- **THE PROBLEM**
Rename "single point" to "single marker" throughout the items below. Reproduce every line otherwise unchanged.

### MATERIAL SUPPLIED

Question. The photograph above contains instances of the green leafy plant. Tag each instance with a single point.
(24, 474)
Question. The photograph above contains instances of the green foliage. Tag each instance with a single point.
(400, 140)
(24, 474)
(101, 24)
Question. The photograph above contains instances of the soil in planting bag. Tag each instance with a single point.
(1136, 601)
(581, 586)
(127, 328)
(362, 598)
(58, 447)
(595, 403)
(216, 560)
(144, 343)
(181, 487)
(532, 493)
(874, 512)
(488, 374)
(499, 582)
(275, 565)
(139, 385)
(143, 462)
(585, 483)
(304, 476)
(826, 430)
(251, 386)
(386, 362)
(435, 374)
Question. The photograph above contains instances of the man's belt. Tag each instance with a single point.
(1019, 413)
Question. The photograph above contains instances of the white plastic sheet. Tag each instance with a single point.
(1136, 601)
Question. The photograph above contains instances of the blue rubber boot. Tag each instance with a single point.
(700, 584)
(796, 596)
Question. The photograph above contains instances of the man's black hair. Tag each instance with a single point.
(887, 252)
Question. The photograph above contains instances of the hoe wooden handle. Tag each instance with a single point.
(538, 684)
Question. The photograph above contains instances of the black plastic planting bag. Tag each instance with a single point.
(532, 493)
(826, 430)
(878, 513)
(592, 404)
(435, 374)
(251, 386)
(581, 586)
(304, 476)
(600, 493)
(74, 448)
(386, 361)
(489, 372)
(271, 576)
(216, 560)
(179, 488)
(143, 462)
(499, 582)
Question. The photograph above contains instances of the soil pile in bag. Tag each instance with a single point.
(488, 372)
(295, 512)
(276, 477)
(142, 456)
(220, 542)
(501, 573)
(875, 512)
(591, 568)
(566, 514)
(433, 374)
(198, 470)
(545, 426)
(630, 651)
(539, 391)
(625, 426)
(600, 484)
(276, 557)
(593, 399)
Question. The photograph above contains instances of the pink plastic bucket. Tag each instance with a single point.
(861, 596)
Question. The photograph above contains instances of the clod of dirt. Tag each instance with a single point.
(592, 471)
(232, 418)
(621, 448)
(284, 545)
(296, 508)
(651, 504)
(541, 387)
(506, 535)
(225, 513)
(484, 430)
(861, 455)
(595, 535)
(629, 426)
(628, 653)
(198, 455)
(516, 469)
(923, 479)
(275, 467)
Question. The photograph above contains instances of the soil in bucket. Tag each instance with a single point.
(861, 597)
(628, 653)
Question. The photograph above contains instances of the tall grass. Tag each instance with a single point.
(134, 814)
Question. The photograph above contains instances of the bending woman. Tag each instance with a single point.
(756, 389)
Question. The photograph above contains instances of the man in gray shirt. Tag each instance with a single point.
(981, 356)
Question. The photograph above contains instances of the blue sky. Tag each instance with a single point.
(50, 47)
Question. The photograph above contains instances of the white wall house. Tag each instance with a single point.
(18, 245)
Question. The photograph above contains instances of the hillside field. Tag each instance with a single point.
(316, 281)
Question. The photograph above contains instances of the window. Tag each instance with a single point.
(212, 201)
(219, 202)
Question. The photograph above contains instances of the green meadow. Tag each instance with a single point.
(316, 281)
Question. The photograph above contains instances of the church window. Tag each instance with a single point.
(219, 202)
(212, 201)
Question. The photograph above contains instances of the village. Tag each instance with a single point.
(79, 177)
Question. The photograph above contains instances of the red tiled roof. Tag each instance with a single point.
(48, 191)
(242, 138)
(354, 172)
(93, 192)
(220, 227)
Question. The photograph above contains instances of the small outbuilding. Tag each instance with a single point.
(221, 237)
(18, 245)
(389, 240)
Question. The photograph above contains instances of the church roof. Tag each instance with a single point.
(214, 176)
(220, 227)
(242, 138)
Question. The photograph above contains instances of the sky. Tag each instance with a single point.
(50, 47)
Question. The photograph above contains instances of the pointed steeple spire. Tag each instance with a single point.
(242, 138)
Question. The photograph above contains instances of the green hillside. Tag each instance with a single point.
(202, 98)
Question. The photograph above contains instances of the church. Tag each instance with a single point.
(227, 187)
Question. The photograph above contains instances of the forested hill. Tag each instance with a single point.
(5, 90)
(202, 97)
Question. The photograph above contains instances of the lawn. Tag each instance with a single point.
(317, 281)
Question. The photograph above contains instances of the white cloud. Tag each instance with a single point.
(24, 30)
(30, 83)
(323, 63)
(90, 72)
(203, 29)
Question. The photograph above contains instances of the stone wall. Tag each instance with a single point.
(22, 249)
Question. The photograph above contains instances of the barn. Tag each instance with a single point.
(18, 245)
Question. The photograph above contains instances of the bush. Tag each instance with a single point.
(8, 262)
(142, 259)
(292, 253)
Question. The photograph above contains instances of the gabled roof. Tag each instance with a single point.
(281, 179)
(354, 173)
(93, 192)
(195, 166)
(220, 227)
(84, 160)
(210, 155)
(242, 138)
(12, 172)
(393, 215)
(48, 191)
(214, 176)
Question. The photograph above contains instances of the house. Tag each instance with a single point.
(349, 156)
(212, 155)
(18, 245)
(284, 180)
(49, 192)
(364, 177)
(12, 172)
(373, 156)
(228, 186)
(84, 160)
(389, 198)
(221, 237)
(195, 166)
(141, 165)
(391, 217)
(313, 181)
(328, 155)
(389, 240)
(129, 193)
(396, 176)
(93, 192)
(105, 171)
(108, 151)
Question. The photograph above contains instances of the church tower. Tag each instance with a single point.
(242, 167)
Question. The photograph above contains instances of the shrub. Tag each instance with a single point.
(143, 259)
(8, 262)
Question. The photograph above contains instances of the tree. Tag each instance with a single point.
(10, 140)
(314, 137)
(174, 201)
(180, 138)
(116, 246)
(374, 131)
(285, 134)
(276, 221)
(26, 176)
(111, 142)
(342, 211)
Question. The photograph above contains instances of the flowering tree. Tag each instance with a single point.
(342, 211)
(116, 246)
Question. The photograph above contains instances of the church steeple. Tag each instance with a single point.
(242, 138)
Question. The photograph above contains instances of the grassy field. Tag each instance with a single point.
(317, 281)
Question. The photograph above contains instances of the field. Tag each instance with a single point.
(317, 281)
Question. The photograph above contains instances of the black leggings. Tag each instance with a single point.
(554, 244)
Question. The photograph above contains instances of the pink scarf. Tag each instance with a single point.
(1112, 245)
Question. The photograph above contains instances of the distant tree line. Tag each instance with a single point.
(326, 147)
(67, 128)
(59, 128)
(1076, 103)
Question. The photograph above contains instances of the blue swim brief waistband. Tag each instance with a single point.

######

- **THE COMPLETED TASK**
Question. The photograph above contains instances of the green leafy plant. Tag each instance with a single marker.
(24, 474)
Question. The photograph above contains instances of the green foliage. Tag each instance with a single marker.
(400, 140)
(24, 474)
(101, 24)
Question. The photograph above contains instances of the soil in planting bag. Tag each instance with a single marker.
(1136, 601)
(581, 586)
(127, 328)
(362, 598)
(58, 447)
(595, 403)
(216, 560)
(144, 343)
(181, 487)
(532, 493)
(874, 512)
(488, 374)
(499, 582)
(275, 565)
(139, 385)
(143, 462)
(585, 483)
(304, 476)
(826, 430)
(251, 386)
(386, 362)
(435, 374)
Question. The photograph above contains instances of the man's belt. Tag each instance with a single marker.
(1019, 413)
Question. The photograph above contains instances of the white plastic sheet. Tag each instance with a single marker.
(1136, 601)
Question. The photograph above contains instances of the blue rubber boot. Tag each instance with a single marker.
(700, 584)
(796, 596)
Question. The photograph above contains instances of the man's black hair. Tag each instance with a single marker.
(887, 252)
Question. The photograph above contains instances of the hoe wooden handle. Tag each instance with a single marker.
(538, 684)
Question. The photograph above contains instances of the black plastic planting bag. Tag each instance with a single marker.
(532, 493)
(826, 430)
(878, 513)
(592, 404)
(435, 374)
(251, 386)
(581, 586)
(304, 476)
(600, 493)
(74, 448)
(386, 361)
(489, 372)
(271, 576)
(216, 560)
(179, 488)
(143, 462)
(499, 582)
Question. The photograph above contains instances of the soil pile in bag. Tag each instance with a single marker.
(488, 372)
(295, 512)
(276, 477)
(142, 456)
(220, 542)
(501, 573)
(875, 512)
(591, 568)
(566, 514)
(433, 374)
(198, 470)
(545, 426)
(630, 651)
(539, 391)
(625, 426)
(600, 484)
(276, 557)
(593, 399)
Question. The photograph above contains instances of the pink plastic bucket. Tag each instance with a single marker.
(861, 596)
Question. The photograph above contains instances of the clod of dirt. Tag each instance with a single marker.
(592, 471)
(232, 418)
(621, 448)
(284, 545)
(296, 508)
(651, 504)
(541, 387)
(506, 535)
(225, 513)
(484, 430)
(861, 455)
(595, 535)
(629, 426)
(628, 653)
(198, 455)
(516, 469)
(923, 479)
(275, 467)
Question. The photograph above contains instances of the soil in bucket. Tag each instance with a single marker.
(861, 597)
(628, 653)
Question. The photograph above contains instances of the tall grass. Tag each instance with a single marker.
(134, 814)
Question. The photograph above contains instances of the bending woman. Tag each instance with a single marker.
(756, 389)
Question. The photograph above contains instances of the man in gray shirt. Tag each instance with a single marker.
(981, 356)
Question. The photograph above contains instances of the blue sky. Tag each instance with a single marker.
(50, 47)
Question. The photograph above contains instances of the white wall house. Tag each instance with a single marker.
(18, 245)
Question. The photograph above contains instances of the hillside field. Tag each instance with a single marker.
(316, 281)
Question. The photograph above contains instances of the window. Tag each instance with a single marker.
(212, 201)
(219, 202)
Question. The photograph above contains instances of the green meadow. Tag each instance with a single marker.
(316, 281)
Question. The photograph above contains instances of the church window. Tag each instance with a single marker.
(219, 202)
(212, 201)
Question. The photograph above contains instances of the village. Tag each instance with a single marker.
(79, 177)
Question. The photograph above contains instances of the red tiled roof. Tag each instance with a single marker.
(48, 191)
(242, 138)
(354, 172)
(93, 192)
(220, 227)
Question. The photograph above contains instances of the small outbuilding. Tag each instance with a single marker.
(221, 237)
(18, 245)
(389, 240)
Question. The photograph above contains instances of the church roof. Tag each instance with a single marker.
(214, 176)
(220, 227)
(242, 138)
Question. The photograph above contains instances of the sky. Tag each instance with a single marker.
(50, 47)
Question. The photograph above contains instances of the pointed steeple spire. Tag each instance with a single marker.
(242, 138)
Question. The photograph above contains instances of the green hillside. Tag each instance with a single marker.
(202, 98)
Question. The photograph above contains instances of the church. Tag each instance with a single marker.
(227, 187)
Question. The photograph above contains instances of the forested hill. Tag each instance with a single marker.
(5, 90)
(202, 97)
Question. The photograph above contains instances of the lawn. Tag each instance with a single marker.
(317, 281)
Question. The photograph above contains instances of the white cloud. Tag each instance with a single marker.
(24, 30)
(30, 83)
(323, 63)
(90, 72)
(203, 29)
Question. The photograph above contains instances of the stone wall. Tag each instance with a single marker.
(22, 249)
Question. The photograph above contains instances of the barn. Tag each instance with a single marker.
(18, 245)
Question. The photograph above contains instances of the bush. Tag each instance with a single marker.
(8, 262)
(142, 259)
(292, 253)
Question. The photograph above contains instances of the gabled roof. Tag each instance with a single marker.
(281, 179)
(354, 173)
(93, 192)
(195, 166)
(220, 227)
(84, 160)
(210, 155)
(242, 138)
(12, 172)
(393, 215)
(48, 191)
(214, 176)
Question. The photograph above contains instances of the house. Tag each instance with a single marker.
(349, 156)
(212, 155)
(18, 245)
(284, 180)
(49, 192)
(364, 177)
(12, 172)
(373, 156)
(228, 186)
(84, 160)
(389, 198)
(221, 237)
(195, 166)
(141, 165)
(391, 217)
(313, 181)
(328, 155)
(389, 240)
(129, 193)
(396, 176)
(93, 192)
(105, 171)
(108, 151)
Question. The photograph above contains instances of the church tower. Tag each instance with a single marker.
(242, 167)
Question. The photograph above contains instances of the shrub. Tag each instance with a single marker.
(143, 259)
(8, 262)
Question. The photograph above contains instances of the tree. Tag each instance with a single marker.
(10, 140)
(314, 137)
(174, 201)
(180, 138)
(116, 246)
(374, 131)
(285, 134)
(276, 221)
(26, 176)
(111, 142)
(342, 211)
Question. The photograph above contains instances of the flowering tree. Tag each instance with a single marker.
(342, 211)
(116, 246)
Question. The photograph above contains instances of the church steeple. Tag each instance with a single marker.
(242, 138)
Question. The photograph above contains instances of the grassy field. Tag each instance with a single marker.
(317, 281)
Question. The photograph above contains instances of the field. Tag each instance with a single marker.
(317, 281)
Question. The photograph above contains instances of the black leggings. Tag each instance with a single marker.
(554, 244)
Question. The photograph above contains instances of the pink scarf. Tag each instance with a single marker.
(1112, 245)
Question. The photograph above contains instances of the distant tree line. Tag each instance with a single marker.
(326, 147)
(67, 128)
(59, 128)
(1076, 103)
Question. The photograph above contains instances of the blue swim brief waistband. Tag each instance with a single marker.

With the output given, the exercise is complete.